• _Text extract_
- - - - -

Firefly III Personal Finance Manager in a jail

Install Firefly III Personal Finance Manager in a jail

User zamana on the “Official” FreeNAS forum posted some notes on installing Firefly III in a FreeNAS jail. Firefly III is a web-based personal finance manager that’s intended to be self-hosted. None of your data leaves your installation unless you explicitly request it. It’s a full-featured, open-source web application. The official installation instructions are written with Linux in mind, but can be adapted readily enough for FreeBSD.

Installation

Create a jail for Firefly III using the FreeNAS GUI. Call it whatever you like (though for the remainder of this guide, I’ll assume you called it firefly), assign it an IP address, enable vnet and auto-start, and start it up. Configure your router to associate the name of your jail with its IP address–with my pfSense router, that’s done using the DNS resolver service. Then enter the jail by running iocage console firefly.

- - - - -

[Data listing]
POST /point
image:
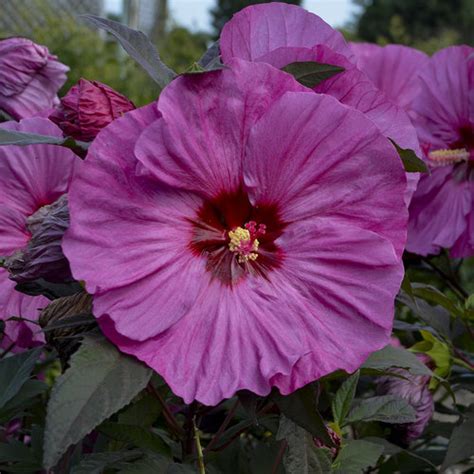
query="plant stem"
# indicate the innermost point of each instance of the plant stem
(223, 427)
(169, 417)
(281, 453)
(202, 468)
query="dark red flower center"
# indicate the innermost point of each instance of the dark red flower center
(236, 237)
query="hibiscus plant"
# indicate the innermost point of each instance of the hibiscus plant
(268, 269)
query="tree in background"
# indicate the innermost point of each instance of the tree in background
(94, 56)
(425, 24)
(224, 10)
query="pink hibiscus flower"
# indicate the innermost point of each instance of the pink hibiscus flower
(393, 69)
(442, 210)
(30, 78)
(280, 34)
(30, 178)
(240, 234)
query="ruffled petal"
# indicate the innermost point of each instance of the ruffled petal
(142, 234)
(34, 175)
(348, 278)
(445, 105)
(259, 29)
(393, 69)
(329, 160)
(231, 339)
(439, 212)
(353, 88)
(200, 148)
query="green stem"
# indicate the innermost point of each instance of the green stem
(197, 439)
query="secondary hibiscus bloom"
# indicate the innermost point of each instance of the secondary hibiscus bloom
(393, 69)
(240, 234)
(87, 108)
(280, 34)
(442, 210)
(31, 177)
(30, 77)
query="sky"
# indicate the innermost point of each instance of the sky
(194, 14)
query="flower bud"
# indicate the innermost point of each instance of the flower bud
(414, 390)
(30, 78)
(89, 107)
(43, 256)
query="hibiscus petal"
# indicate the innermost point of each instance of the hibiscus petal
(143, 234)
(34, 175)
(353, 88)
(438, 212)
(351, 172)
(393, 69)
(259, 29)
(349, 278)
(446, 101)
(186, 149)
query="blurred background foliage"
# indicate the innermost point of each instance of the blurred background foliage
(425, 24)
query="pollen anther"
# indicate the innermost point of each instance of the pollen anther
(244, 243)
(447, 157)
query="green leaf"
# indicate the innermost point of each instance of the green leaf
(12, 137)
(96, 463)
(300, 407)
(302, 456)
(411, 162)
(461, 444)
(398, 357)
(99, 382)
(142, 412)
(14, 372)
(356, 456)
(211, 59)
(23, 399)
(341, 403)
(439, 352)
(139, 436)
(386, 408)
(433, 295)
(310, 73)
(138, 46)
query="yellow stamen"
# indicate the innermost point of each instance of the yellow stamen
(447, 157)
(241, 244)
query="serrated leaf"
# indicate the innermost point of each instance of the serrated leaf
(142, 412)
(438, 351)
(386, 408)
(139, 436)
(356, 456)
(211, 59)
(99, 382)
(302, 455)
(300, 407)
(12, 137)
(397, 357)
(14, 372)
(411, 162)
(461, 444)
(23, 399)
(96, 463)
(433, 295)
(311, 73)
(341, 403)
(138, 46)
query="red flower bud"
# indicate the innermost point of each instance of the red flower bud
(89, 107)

- - - - -

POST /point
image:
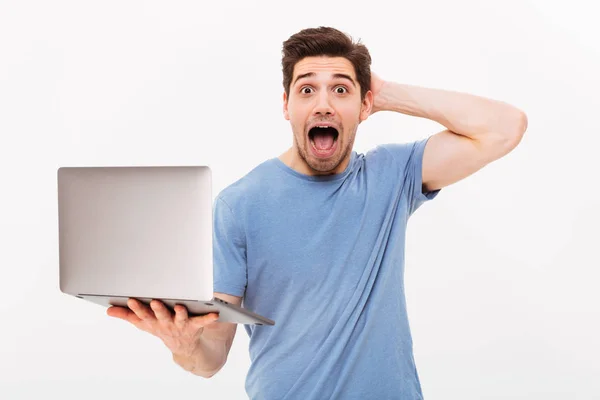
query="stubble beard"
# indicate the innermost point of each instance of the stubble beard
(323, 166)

- - - - -

• _Required tasks_
[a] Recast the paragraph of the Firefly III installation guide that begins "Create a jail for Firefly III" as a numbered list of steps, keeping its main facts.
[b] Carry the Firefly III installation guide forward from its final sentence, writing the steps that come next.

• _Exercise responses_
[a]
1. Create a jail for Firefly III in the FreeNAS GUI. Any name works, but the guide assumes the name firefly.
2. Assign the jail an IP address, enable vnet and auto-start, and start it.
3. Configure the router to associate the jail's name with its IP address. On a pfSense router, this is done with the DNS resolver service.
4. Enter the jail by running iocage console firefly.

[b]
Begin by installing a bunch of software packages using the following command:

pkg install -y curl mariadb103-server php73 php73-bcmath php73-curl php73-dom php73-fileinfo php73-filter php73-gd php73-hash php73-iconv php73-intl php73-json php73-ldap php73-mbstring php73-mysqli php73-openssl php73-pdo php73-pdo_mysql php73-pear php73-pear-MDB2 php73-pear-MDB2_Driver_mysql php73-pear-MDB2_Driver_mysqli php73-phar php73-session php73-simplexml php73-tokenizer php73-xml php73-zip php73-zlib sudo nano bash caddy

Install Composer using the following command:

curl -sS https://getcomposer.org/installer | php -- --install-dir=/usr/local/bin --filename=composer

Prepare your web root directory:

mkdir -p /usr/local/www
chown -R www:www /usr/local/www
cd /usr/local/www

Use Composer to install Firefly III. In the command below, replace <latest> with the latest release version on the release list. As of this writing, the latest release is 4.8.1.4.

sudo -u www composer create-project grumpydictator/firefly-iii --no-dev --prefer-dist firefly-iii <latest>

Set the following system configuration options:

sysrc mysql_enable=YES
sysrc php_fpm_enable=YES
sysrc caddy_enable=YES
sysrc caddy_cert_email="somebody@yourdomain.org"

The caddy_cert_email value is mandatory, even if you won’t be using Caddy to manage your TLS certificate. However, it’s only used if you’re using Caddy to get certificates from Let’s Encrypt.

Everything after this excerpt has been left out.